依頼内容 1
長期脱炭素オークションに関する文章について、次の問いに本文の記述に基づいて答えてください。
(a) 洋上風力における長期脱炭素オークションの活用は、どのラウンドの案件に限定されるとされていますか。
(b) 第3回では、蓄電池・揚水・LDESの枠は何GWに整理され、どのように分割されていますか。
(c) 蓄電池には何時間の要件があると述べられていますか。
依頼内容 2
長期脱炭素オークションに関する文章を、最後の一文の後から書き継いでください。

読解本文
+ + +

洋上風力の扱い:第2・第3ラウンド支援に向けたルール整理
長期脱炭素オークションは電源横断的な制度ですが、洋上風力については、事業環境の変化(資材・為替・金利等)を受け、事業完遂の確度を高める観点から、制度上の整理が進みました。
ポイントは二つです。第一に、一般論としてFIT/FIPの適用期間中は固定費の二重回収を避ける観点から、長期脱炭素オークションへの参加を認めない整理がベースにあります。第二に、再エネ海域利用法の公募案件であっても、ゼロプレミアム案件のように、固定費二重回収の懸念が相対的に小さい類型について、黎明期の事業完遂を支える限定措置として、長期脱炭素オークションの活用を可能とする考え方が示されています。適用は第2・第3ラウンド案件に限定し、次回以降の公募に一般化しない方向も資料で整理されています。 (経済産業省)
実務担当者の視点では、洋上風力は資金調達と工期・サプライチェーンのリスクが大きく、キャッシュフローの安定性が完遂に直結します。長期脱炭素オークションの活用が可能になると、長期の収入の底が見えやすくなり、レンダーや投資家に提示するモデルの耐久性が上がる可能性があります。一方で、公募占用計画の変更や公平性、国民負担との整合をどう担保するかが制度側の論点として並行して整理されています。 (経済産業省)

実務で押さえるべき整理(案件設計・入札・資金調達)
最後に、長期脱炭素オークションを事業運営する実務の要点をまとめてみます。
第一に、枠の数字を前提に、勝負する区分を定めることです。第3回では脱炭素電源5GWの中で、蓄電池・揚水・LDESは0.8GWに整理され、さらに0.4GWずつに分割されています。リチウムイオンで取りに行く場合、枠の細さは戦略に直結します。 (オクト)
第二に、要件適合を「仕様・調達・契約」で固めることです。蓄電池は6時間要件、セル製造国30%制限があり、メーカー見積・セル調達・保証条件・工期を、入札前に制度適合の形にしておく必要があります。 (エネルギー庁)
第三に、収益モデルは「長期kW対価+他市場収益」の二層で設計し、制度側の収益調整(還付等)を織り込んだうえで、DSCRやコベナンツの前提を組むことです。長期kW対価は固定費回収の土台になり得ますが、kWh側の収益(卸・相対・需給調整・非化石等)をどう組み合わせるかで、案件のリスクプロファイルが決まります。 (エネルギー庁)

+ + +

提供一覧

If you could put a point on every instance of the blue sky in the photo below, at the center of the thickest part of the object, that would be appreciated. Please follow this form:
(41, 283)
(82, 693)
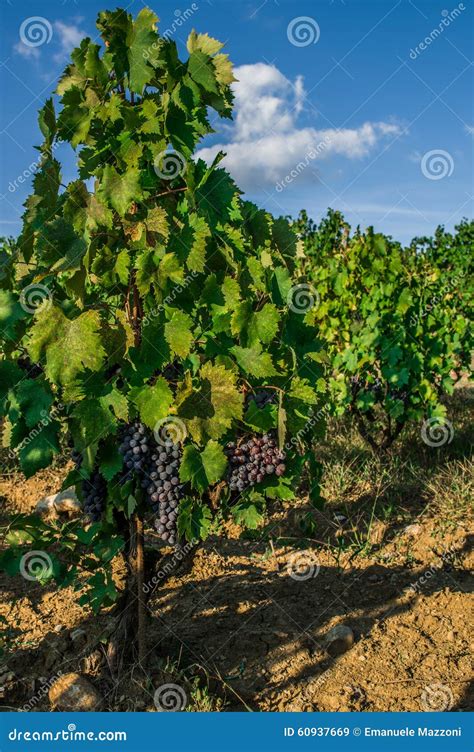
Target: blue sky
(366, 107)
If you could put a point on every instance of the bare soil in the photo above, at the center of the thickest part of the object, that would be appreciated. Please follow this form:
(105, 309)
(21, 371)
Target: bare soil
(248, 621)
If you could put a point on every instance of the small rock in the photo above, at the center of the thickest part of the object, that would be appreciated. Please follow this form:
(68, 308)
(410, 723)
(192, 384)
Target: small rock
(339, 640)
(73, 692)
(412, 530)
(64, 502)
(78, 637)
(45, 507)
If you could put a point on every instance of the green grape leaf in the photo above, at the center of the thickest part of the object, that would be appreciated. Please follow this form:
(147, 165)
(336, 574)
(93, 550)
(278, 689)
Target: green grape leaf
(202, 469)
(178, 333)
(248, 513)
(142, 43)
(69, 345)
(119, 191)
(194, 520)
(38, 449)
(209, 411)
(153, 402)
(253, 361)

+ + +

回答結果 1
(a) 第2・第3ラウンド案件に限定されるとされています。
(b) 0.8GWに整理され、さらに0.4GWずつに分割されています。
(c) 6時間要件があると述べられています。

回答結果 2
参考リンク
資源エネルギー庁:長期脱炭素電源オークションガイドライン(2025年8月27日改定)
https://www.enecho.meti.go.jp/category/electricity_and_gas/electric/summary/regulations/choukigl_20250827.pdf (エネルギー庁)
OCCTO:長期脱炭素電源オークション概要(応札年度2025)
https://www.occto.or.jp/assets/market-board/market/files/202507_youryou_gaiyousetsumei_long.pdf (オクト)
OCCTO:募集要綱・約款の意見募集(応札年度2025)
https://www.occto.or.jp/iken/2025_250716_youryoshijo_longax.html (オクト)
OCCTO:意見募集結果(募集要綱関係、セル製造国30%制限等)
https://www.occto.or.jp/assets/iken/2025/files/250903_ikenboshuu_kekka_boshuuyoukou_long.pdf (オクト)
経産省(洋上風力):洋上風力事業を完遂させるための事業環境整備(2025/11/19合同会議資料)
https://www.meti.go.jp/shingikai/enecho/denryoku_gas/saisei_kano/yojo_furyoku/pdf/041_02_00.pdf (経済産業省)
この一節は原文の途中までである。